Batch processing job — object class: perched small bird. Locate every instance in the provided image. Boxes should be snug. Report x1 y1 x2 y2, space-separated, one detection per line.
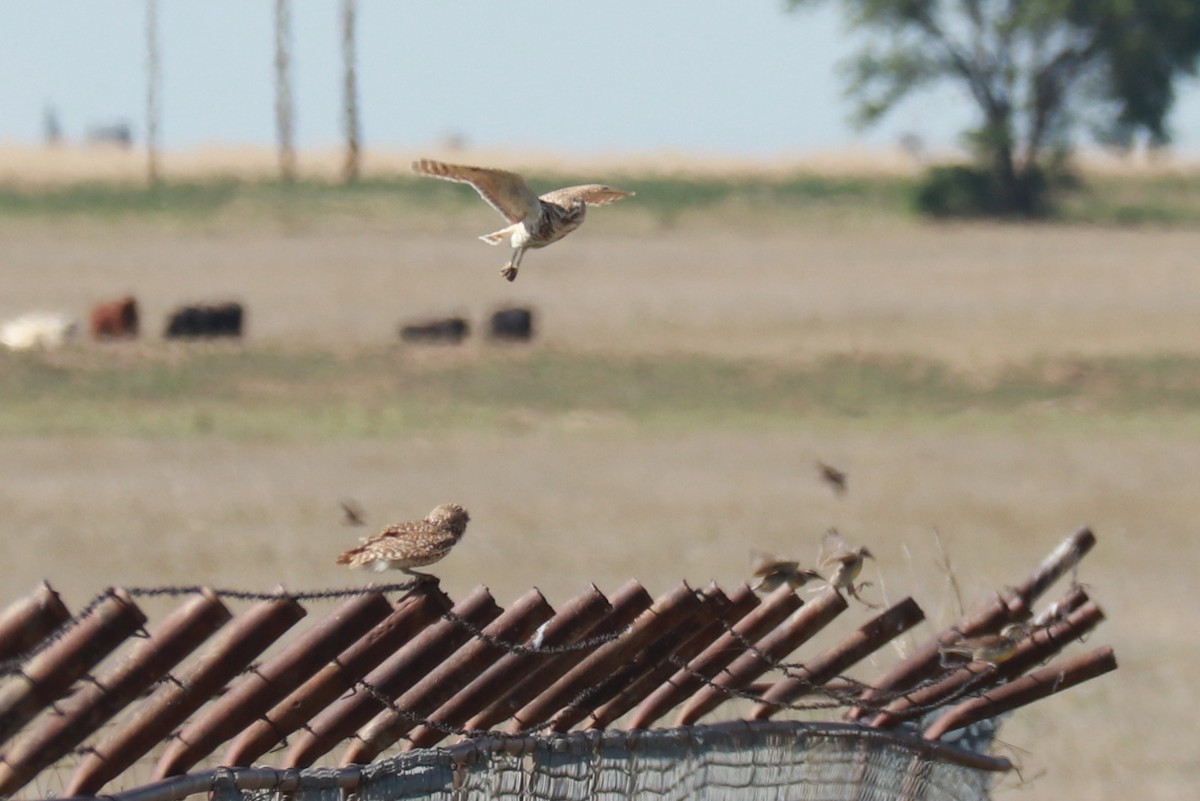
338 499 367 525
817 529 876 609
413 158 634 281
337 504 470 579
817 462 846 495
750 552 824 592
938 624 1028 666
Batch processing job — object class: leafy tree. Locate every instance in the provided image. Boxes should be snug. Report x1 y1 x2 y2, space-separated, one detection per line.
786 0 1200 215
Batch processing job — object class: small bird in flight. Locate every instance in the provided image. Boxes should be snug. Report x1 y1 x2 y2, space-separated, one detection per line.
338 498 367 525
750 552 824 592
337 504 470 580
817 462 846 495
938 624 1028 667
817 529 876 609
413 158 634 281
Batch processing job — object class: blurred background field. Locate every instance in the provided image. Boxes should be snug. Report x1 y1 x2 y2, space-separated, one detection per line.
0 155 1200 799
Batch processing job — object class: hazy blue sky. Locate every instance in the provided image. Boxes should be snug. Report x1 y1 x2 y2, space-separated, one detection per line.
0 0 1200 156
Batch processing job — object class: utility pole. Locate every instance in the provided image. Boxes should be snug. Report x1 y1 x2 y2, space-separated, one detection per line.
145 0 162 187
275 0 296 181
342 0 360 183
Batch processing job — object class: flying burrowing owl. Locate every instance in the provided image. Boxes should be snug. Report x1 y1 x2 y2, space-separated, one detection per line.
817 529 875 608
750 550 824 592
337 504 470 579
413 158 634 281
938 624 1030 666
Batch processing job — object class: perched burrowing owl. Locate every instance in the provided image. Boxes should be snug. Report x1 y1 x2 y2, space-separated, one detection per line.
337 504 470 578
817 529 875 607
413 158 634 281
750 552 824 592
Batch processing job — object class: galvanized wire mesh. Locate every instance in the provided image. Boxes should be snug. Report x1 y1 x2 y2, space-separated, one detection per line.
225 722 992 801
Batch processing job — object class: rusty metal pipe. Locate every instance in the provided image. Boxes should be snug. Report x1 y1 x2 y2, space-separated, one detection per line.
922 646 1117 740
509 584 700 733
65 589 305 795
0 590 230 795
588 584 760 729
629 585 803 729
408 584 612 748
750 598 925 721
0 589 146 743
341 589 554 766
156 592 391 776
676 586 846 725
223 583 451 765
0 582 71 662
870 601 1104 728
466 580 654 729
846 528 1096 721
283 586 500 767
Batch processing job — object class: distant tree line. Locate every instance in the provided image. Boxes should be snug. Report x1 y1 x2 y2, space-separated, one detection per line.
786 0 1200 217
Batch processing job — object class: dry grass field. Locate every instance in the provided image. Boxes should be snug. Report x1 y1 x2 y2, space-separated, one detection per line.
0 146 1200 801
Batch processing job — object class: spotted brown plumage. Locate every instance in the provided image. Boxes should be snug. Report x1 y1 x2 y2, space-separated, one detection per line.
750 552 824 594
938 624 1028 666
413 158 634 281
337 504 470 578
817 529 875 608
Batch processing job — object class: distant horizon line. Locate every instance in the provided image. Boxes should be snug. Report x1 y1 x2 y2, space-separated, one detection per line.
0 140 1200 185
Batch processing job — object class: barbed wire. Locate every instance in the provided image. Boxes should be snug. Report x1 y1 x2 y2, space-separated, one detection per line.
0 582 1089 796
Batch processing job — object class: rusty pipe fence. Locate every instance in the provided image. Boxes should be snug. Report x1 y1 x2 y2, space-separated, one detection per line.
0 529 1116 801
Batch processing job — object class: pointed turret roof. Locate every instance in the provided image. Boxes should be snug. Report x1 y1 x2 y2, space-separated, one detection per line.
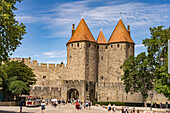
67 18 96 44
97 30 107 44
108 19 134 43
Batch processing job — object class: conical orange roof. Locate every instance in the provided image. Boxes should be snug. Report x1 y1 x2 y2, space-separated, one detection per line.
97 30 107 44
108 19 134 43
67 19 96 44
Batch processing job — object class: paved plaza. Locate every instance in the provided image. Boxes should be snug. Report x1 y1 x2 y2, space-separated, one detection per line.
0 104 170 113
0 104 107 113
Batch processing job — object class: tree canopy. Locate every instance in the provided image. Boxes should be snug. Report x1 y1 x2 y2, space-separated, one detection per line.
0 0 26 65
121 26 170 100
0 61 36 95
121 52 153 102
143 26 170 99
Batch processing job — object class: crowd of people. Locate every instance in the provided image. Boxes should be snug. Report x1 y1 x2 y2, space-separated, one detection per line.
75 100 92 110
107 103 139 113
41 98 92 113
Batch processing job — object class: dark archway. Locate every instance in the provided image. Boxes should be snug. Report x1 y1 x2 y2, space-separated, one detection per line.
67 89 79 99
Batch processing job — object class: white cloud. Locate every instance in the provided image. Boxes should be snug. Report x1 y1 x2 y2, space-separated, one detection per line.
14 0 170 38
135 44 144 48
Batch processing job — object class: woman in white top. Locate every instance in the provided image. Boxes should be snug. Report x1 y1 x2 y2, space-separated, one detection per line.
41 100 45 113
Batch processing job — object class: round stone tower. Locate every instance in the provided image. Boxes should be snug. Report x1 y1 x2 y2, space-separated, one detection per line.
108 19 135 102
67 19 97 100
97 29 108 84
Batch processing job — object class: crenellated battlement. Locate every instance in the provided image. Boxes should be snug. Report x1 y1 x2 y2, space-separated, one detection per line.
9 57 67 69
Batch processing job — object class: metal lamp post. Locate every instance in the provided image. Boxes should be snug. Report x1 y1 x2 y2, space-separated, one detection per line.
150 93 153 110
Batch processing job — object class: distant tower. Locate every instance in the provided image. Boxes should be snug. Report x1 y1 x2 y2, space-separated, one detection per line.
108 19 135 101
97 29 108 82
67 18 97 100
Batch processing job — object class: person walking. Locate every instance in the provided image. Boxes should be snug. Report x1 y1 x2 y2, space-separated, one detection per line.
41 100 45 113
107 103 111 112
112 104 116 113
80 102 83 109
127 107 129 113
58 100 61 109
54 101 57 108
133 107 135 113
84 101 86 109
89 101 91 110
19 99 23 112
86 101 89 109
122 107 124 113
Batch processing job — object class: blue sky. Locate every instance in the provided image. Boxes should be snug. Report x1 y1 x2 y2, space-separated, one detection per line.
11 0 170 64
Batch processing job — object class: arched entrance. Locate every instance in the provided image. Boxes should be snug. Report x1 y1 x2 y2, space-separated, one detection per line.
67 89 79 99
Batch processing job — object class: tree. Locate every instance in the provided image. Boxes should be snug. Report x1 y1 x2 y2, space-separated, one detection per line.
121 52 154 106
143 26 170 99
0 61 36 98
0 0 26 65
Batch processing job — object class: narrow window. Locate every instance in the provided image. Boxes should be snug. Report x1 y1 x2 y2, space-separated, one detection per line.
117 44 119 48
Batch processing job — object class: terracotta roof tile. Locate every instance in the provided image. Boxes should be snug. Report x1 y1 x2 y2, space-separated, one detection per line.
67 19 96 44
108 19 134 43
97 30 107 44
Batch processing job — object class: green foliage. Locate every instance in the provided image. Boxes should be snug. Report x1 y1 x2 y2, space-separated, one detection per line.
0 0 26 65
143 26 170 99
9 80 29 95
0 61 36 95
121 26 170 101
121 52 154 101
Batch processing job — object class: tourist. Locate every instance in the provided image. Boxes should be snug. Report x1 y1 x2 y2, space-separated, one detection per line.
54 101 57 108
160 102 163 108
123 107 126 113
86 101 89 109
58 100 61 109
41 100 45 113
108 103 111 112
133 107 135 113
89 101 91 110
19 99 23 112
127 107 129 113
75 101 78 109
112 104 116 113
84 101 86 109
80 102 83 109
122 107 124 113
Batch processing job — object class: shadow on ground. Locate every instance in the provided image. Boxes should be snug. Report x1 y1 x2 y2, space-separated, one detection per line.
0 110 34 113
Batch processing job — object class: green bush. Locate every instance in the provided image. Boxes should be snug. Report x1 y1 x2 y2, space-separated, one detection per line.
93 102 144 107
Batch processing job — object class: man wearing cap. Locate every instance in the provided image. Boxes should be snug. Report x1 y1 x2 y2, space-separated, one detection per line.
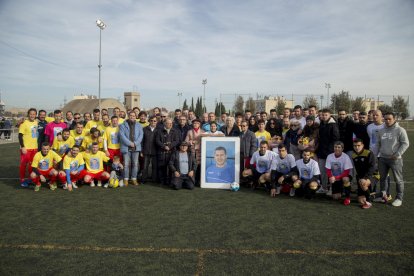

☆ ☆ ☆ ☆

Directions: Could you copy out, unchanged, the part of the data that opens with the line containing "Batch processing job — object class: round" and closes with the line containing "97 29 108 84", including both of those lines?

Completed exercise:
Batch processing job — object class: round stone tower. Locate every instance in the provided image. Boxes should be snug. Report x1 y1 x2 y2, space-separated, one detection per line.
108 19 135 102
67 19 97 100
97 29 108 84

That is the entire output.